Excerpt provided
▽
# The Mount Snow Chairlift Thread



## Glenn (Aug 6, 2011)

vcunning, drjeff and myself all purchased chairs from Mt. Snow's Grand Summit express (American Express and before that, Yankee Clipper). Figured I'd start a thread where everyone could post pics of their chairs. 

The chairs went on sale 4/1 around 9AM...they sold all 150 by 2 or 3PM IIRC. The mountain set up a number of days where you could pick up the chairs. Since they weigh about 250 lbs, the forklift is a huge help. 

My wife and I picked ours up a few weeks ago: 

Dennis Bills, the Director of Lift Ops was a HUGE help! 

















Pile of chairs:





Seat pans and pads:





more pics in next post...


----------



## Glenn (Aug 6, 2011)

Back in Dummerston:





The chair was going to go in the backyard; across our stream. So I used the ATV to move it.





My wife and I managed to carry is across the bridge and place it on the patio space she made for it.

My ATV jack was a really big help for helping with the base I was making:










The original plan was 3 4x6" beams stacked...I ended up going with 2. 





Plans change...I was going to use u bolts to hold the chair down. But finding 6" U bolts was a bear...and drilling from the bottom didn't work. The Spax lags are great though. I used those to hold the beams together. 4' on the bottom, 3' beam on top. 






More pics...


----------



## Glenn (Aug 6, 2011)

Life is good: ATV, power tools, chairlift chair:





I nixed the u bolts and went with lags and metal strapping. I had to bore out the strapping. The first few lags I used didn't cut it and a snapped a few. I used three lags on each side. I had to shim it up a bit; you can see the bit of scrap wood I used. Resting it flat resulted in the chair tiling forward. I used a level and plumbed it up to make sure it was flat. 





Because I'm a safety weenie, I ground down the sharp edges on the strapping with my grinder:





I then used a wire wheel on the grinder and hit all the scraches and rust spots. That made quick work of it.
△
Data excerpts
▽
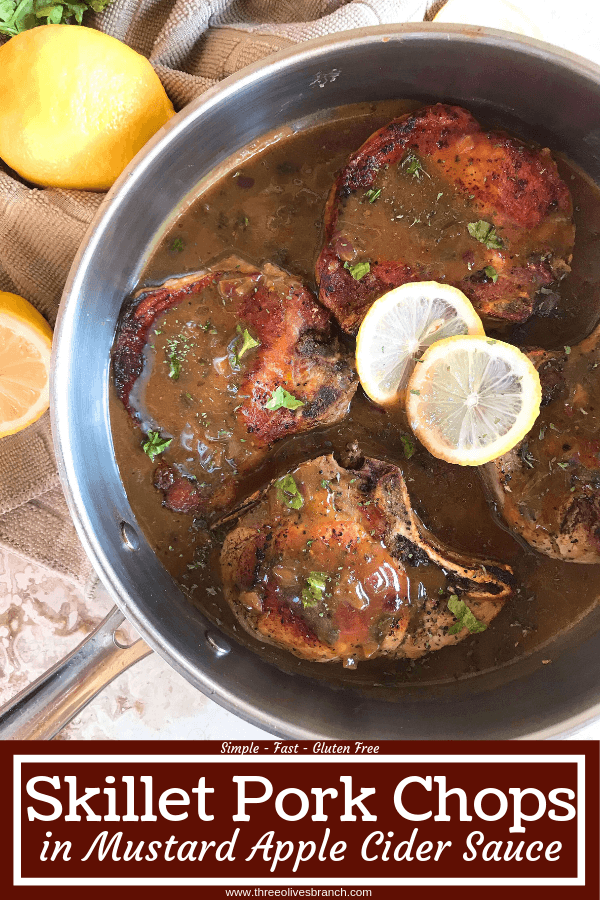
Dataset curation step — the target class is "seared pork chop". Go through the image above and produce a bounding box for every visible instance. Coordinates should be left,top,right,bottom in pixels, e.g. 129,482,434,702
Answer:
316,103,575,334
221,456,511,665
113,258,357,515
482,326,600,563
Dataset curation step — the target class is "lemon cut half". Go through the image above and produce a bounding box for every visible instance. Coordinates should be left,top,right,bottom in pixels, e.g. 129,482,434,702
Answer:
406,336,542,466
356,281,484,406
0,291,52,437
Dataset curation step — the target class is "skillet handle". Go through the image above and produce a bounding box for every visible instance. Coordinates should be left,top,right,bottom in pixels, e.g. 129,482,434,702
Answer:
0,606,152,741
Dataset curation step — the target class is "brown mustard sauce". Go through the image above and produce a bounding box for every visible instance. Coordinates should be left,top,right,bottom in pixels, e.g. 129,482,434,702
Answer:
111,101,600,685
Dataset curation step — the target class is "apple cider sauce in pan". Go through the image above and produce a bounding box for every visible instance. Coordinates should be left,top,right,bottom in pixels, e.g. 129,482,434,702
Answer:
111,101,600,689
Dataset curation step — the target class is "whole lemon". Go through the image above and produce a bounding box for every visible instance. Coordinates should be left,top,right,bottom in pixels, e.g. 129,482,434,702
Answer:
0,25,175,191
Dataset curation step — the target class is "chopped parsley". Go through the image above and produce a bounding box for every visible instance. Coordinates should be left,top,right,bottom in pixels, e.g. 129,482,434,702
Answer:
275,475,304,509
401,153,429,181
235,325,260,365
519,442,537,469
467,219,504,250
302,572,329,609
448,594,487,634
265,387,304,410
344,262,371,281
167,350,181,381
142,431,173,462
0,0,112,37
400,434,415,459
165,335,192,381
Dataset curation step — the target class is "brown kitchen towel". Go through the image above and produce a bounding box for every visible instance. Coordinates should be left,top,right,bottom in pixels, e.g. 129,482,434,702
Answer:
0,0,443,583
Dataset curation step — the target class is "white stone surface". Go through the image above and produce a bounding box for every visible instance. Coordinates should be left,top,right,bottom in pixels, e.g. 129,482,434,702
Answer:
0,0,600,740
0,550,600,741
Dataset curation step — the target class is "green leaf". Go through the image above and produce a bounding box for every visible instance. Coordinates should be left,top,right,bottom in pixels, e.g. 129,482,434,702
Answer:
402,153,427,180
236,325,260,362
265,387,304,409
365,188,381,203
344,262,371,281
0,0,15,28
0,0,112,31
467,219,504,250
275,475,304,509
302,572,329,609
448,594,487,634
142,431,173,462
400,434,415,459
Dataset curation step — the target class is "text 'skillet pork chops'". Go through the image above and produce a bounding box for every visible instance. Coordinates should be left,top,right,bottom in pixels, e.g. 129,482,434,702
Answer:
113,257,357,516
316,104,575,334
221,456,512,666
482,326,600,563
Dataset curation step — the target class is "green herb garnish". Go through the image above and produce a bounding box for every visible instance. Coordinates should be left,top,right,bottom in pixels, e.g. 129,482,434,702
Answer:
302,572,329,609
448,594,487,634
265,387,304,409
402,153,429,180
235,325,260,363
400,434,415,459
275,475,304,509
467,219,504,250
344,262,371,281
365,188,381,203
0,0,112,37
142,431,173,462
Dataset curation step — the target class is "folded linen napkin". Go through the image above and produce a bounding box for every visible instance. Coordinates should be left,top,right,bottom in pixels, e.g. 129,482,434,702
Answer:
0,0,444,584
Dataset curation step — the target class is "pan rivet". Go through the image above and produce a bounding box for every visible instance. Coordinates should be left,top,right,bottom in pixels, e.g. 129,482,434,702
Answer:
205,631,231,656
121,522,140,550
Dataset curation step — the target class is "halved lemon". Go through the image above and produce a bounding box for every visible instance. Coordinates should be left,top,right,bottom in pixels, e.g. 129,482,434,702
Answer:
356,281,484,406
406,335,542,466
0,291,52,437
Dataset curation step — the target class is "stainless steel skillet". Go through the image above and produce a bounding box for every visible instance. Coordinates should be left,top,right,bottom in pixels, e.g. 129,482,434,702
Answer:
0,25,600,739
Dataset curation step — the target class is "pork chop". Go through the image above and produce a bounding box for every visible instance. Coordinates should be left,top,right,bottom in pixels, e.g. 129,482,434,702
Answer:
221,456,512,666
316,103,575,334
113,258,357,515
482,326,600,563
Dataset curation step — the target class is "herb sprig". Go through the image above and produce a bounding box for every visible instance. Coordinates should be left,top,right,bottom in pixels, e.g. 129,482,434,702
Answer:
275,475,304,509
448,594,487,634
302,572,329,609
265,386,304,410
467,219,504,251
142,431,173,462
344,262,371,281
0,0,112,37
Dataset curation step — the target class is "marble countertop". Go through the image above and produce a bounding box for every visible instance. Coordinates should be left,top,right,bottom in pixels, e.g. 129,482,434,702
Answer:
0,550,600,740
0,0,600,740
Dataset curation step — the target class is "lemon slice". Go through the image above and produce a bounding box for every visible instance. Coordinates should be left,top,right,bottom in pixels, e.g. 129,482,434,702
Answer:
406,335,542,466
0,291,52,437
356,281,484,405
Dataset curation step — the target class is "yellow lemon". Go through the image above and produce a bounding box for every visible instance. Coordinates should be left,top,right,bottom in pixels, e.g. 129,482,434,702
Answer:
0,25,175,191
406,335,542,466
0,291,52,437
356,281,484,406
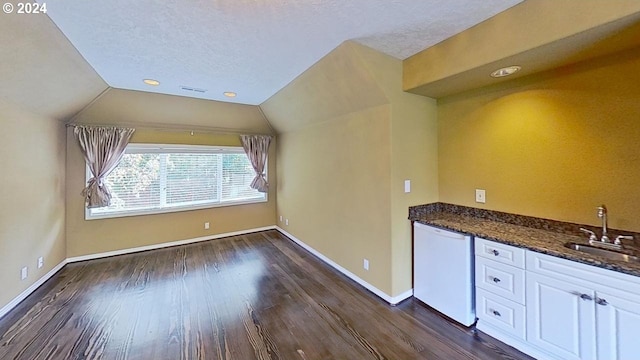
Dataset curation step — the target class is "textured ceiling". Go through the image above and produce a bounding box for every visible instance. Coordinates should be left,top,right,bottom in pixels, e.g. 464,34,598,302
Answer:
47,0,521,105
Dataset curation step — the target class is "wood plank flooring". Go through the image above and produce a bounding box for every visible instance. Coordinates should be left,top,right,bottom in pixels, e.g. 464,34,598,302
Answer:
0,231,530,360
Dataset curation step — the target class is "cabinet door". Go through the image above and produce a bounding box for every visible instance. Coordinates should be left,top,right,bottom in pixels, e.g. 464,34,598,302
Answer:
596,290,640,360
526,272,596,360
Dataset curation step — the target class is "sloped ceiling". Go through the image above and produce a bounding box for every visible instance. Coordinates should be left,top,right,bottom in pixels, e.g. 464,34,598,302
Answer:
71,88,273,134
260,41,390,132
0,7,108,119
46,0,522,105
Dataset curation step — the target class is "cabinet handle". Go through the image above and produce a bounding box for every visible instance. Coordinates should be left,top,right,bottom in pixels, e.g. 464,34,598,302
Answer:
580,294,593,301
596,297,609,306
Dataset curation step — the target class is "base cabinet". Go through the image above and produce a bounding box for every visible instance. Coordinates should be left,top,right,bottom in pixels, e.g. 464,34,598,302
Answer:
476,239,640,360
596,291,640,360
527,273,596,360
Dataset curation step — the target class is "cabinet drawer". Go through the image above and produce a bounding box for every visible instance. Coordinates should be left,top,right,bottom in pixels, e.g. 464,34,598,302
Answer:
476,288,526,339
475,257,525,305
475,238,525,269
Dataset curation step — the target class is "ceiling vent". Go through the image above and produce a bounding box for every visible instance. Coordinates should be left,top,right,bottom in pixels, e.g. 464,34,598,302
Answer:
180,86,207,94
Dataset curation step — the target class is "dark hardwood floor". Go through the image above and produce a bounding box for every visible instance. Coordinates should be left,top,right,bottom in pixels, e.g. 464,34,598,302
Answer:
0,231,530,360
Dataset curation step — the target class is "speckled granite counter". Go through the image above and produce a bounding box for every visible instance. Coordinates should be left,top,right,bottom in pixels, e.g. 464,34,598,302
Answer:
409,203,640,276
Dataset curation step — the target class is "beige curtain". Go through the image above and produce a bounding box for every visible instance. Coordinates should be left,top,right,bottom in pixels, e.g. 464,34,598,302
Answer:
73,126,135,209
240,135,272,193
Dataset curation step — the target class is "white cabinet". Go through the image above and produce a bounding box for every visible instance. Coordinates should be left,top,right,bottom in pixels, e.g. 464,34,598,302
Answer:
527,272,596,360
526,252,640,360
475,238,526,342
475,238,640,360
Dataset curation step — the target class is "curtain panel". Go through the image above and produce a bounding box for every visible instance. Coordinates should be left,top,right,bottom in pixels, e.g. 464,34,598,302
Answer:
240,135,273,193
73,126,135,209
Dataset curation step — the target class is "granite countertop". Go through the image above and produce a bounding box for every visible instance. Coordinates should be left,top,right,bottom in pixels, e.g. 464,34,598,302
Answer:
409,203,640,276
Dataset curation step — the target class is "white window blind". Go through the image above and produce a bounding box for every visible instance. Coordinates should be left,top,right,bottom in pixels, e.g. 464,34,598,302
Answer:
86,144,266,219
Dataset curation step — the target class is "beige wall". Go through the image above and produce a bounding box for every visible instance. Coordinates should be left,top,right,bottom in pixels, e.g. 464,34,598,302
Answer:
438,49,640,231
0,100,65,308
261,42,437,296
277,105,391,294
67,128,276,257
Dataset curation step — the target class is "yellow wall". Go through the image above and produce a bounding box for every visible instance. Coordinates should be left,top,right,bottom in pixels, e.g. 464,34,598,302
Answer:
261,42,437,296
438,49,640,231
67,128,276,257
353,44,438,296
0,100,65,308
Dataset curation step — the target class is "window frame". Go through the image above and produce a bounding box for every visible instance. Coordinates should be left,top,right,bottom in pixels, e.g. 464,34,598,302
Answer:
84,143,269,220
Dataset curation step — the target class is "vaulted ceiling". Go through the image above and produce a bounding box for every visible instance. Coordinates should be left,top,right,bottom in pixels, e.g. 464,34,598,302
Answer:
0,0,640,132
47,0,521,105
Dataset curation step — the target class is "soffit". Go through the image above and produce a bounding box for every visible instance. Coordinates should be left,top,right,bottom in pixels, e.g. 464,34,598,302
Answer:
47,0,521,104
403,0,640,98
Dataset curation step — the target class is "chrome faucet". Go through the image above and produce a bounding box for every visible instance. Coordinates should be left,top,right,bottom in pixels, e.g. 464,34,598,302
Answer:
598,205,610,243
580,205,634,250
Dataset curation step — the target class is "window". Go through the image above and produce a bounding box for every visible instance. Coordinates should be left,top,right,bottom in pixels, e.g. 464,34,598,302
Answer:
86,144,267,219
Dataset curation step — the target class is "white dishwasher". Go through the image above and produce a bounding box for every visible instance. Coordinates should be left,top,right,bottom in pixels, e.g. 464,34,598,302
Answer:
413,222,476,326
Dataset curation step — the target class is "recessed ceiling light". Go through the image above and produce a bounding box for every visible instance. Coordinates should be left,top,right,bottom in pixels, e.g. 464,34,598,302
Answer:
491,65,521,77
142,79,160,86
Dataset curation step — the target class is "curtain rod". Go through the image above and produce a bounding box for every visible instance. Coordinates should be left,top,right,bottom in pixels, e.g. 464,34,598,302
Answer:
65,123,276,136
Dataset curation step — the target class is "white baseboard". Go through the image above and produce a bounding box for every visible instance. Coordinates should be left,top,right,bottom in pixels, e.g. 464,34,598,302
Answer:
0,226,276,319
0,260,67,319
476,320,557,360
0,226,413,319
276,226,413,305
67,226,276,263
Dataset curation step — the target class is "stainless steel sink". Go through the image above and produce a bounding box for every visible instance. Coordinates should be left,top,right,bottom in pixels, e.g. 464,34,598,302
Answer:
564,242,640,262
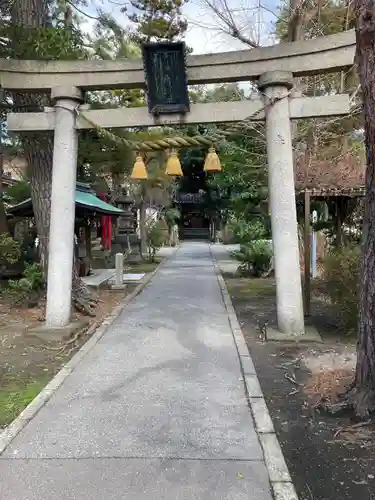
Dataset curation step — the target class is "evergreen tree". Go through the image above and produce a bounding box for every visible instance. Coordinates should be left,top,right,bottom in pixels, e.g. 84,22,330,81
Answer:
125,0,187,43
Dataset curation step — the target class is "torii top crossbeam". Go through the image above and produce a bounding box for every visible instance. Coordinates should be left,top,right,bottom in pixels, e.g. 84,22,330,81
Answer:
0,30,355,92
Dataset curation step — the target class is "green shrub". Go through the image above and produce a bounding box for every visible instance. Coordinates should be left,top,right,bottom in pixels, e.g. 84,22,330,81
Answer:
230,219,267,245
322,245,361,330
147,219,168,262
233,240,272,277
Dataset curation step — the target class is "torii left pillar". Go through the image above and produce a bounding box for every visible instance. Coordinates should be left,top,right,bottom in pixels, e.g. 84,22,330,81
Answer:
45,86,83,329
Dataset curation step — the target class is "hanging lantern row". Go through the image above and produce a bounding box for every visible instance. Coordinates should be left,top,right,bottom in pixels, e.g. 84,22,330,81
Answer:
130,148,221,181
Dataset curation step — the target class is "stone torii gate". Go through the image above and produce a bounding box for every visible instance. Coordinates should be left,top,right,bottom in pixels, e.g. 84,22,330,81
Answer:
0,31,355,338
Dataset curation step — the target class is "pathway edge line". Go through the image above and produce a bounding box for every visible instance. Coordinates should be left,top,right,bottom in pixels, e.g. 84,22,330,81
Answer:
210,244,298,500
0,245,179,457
△
Goal 1
Reproduce word for word the portion of the chairlift thread running from "The chairs went" down to "a HUGE help!".
Goal 2
Carry the forum thread about the Mount Snow chairlift chair forward from the point at which it stops.
The lines have no connection to the chairlift thread.

Output 1
The chairs went on sale 4/1 around 9AM...they sold all 150 by 2 or 3PM IIRC. The mountain set up a number of days where you could pick up the chairs. Since they weigh about 250 lbs, the forklift is a huge help. 

My wife and I picked ours up a few weeks ago: 

Dennis Bills, the Director of Lift Ops was a HUGE help!

Output 2
Side view of the chair on the mount: 





All done! I had to grind down the seat pan a bit due to my mount, but that was quick work with the grinder. I hit the cleaned up rust spots with a little gloss black. And finally, I put on the seat pad with some zip ties. 






Two shots from the deck:










We absolutely love it! It's cool enough to have a chairlift chair...but to have one from your "home" mountain...it's pretty special. And given how often we're there skiing, we probably rode this exact chair a number of times.


----------



## snoseek (Aug 6, 2011)

Damn, you have a sweet back yard that's now even sweeter with that chair. I guess you all will be taking "drinking beers on the chair" to all new levels!


----------



## drjeff (Aug 7, 2011)

I hope to have pics of mine with the stand all welded to it and sit on my back patio in the next few days - just waiting for my local welding shop to call and say they're done and to come pick it up!


----------



## deadheadskier (Aug 7, 2011)

does the stream run all year?  any Brook Trout?

bravo Glenn.  Looks sweet


----------



## thetrailboss (Aug 7, 2011)

Love it.  Nice.  A classic Yan chair that you don't see anymore.  You are lucky to find it since Killington and Sunday River got rid of most of these style chairs a few years back and replaced them with Pomas.


----------



## JimG. (Aug 8, 2011)

deadheadskier said:


> does the stream run all year?  any Brook Trout?
> 
> bravo Glenn.  Looks sweet



I was going to ask if it ever floods. It looks small, but looks can be deceiving.


----------



## o3jeff (Aug 8, 2011)

Looks nice, any thoughts on making a swing out of it?


----------



## drjeff (Aug 8, 2011)

deadheadskier said:


> does the stream run all year?  any Brook Trout?
> 
> bravo Glenn.  Looks sweet





JimG. said:


> I was going to ask if it ever floods. It looks small, but looks can be deceiving.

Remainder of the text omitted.